▶ _REQUIRED ACTION_: From the entries below, reproduce exactly the line containing "target | bokeh background", the line containing "target | bird head", and every line in between, with nothing added.

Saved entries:
*****
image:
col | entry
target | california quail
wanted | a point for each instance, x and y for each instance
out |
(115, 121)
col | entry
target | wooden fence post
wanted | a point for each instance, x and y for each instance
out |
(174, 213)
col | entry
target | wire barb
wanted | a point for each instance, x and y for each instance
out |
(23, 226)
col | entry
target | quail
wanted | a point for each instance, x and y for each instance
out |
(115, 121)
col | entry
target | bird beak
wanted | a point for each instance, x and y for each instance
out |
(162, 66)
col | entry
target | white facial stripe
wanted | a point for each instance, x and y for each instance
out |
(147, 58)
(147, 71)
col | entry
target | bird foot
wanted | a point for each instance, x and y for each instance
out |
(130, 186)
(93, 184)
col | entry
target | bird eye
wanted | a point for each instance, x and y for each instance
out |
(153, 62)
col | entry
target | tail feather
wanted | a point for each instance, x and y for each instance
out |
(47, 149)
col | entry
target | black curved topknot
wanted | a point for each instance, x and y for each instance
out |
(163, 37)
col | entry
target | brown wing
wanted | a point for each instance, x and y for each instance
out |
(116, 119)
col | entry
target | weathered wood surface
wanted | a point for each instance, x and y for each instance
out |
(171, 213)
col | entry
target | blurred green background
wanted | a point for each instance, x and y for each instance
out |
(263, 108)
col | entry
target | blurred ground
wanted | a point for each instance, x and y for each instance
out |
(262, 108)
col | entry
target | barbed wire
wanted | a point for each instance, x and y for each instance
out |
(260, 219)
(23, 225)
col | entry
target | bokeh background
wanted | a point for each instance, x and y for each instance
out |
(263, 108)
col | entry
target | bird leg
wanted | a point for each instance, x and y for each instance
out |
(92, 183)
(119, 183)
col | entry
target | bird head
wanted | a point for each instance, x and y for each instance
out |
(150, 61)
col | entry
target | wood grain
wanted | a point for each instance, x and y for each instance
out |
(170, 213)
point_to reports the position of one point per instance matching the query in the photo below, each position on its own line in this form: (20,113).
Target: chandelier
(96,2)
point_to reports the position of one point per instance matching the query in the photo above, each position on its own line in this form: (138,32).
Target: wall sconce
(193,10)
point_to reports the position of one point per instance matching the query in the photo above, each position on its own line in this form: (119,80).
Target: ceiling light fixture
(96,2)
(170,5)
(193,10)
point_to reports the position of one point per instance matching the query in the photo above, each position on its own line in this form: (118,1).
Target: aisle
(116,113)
*****
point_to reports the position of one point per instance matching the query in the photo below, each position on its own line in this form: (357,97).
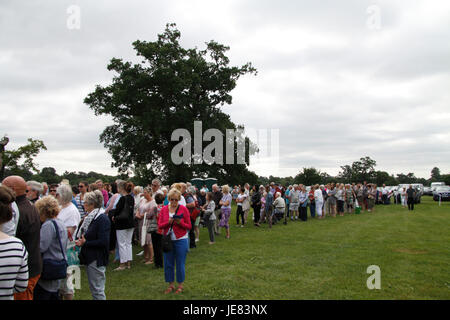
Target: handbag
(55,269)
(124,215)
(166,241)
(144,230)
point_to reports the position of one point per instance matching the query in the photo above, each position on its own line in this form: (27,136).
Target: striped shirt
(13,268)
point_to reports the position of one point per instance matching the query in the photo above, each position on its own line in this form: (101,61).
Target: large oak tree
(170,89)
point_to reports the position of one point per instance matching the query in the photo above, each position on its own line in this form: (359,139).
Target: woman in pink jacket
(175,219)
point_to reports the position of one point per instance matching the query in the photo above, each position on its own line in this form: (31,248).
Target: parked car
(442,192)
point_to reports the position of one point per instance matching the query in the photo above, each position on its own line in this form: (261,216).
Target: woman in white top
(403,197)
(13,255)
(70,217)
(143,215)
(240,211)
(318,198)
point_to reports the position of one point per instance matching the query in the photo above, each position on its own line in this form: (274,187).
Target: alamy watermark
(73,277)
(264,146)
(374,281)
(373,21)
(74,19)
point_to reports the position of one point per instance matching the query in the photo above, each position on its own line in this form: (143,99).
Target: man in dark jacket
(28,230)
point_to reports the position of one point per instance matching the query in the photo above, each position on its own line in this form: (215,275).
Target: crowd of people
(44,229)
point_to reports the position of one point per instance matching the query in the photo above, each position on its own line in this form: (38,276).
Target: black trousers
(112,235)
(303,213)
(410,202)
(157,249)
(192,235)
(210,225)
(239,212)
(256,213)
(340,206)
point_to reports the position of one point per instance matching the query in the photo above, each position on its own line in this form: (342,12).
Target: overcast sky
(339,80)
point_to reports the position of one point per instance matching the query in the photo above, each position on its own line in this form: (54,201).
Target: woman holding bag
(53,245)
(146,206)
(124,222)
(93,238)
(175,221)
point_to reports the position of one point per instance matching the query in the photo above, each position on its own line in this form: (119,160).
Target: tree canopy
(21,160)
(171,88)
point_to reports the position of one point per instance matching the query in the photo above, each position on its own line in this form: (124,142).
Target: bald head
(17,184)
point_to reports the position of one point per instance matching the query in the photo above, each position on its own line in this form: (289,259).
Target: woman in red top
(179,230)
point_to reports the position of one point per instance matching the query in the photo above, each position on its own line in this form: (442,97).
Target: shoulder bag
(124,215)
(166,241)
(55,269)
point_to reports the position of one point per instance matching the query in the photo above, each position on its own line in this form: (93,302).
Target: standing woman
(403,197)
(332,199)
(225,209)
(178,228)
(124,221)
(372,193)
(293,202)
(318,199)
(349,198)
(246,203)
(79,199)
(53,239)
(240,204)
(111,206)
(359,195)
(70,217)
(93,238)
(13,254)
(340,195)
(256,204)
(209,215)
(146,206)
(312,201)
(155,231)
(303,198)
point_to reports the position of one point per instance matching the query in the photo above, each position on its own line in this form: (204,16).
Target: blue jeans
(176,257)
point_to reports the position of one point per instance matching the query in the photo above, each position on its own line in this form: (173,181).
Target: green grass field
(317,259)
*****
▶ _RESPONSE TO THE TASK_:
target | bokeh background
wanted | a point for each instance, x and y for each instance
out |
(263, 108)
col | entry
target | bird leg
wanted | a point for each instance, x and y for each instance
out |
(92, 183)
(119, 183)
col | entry
target | bird head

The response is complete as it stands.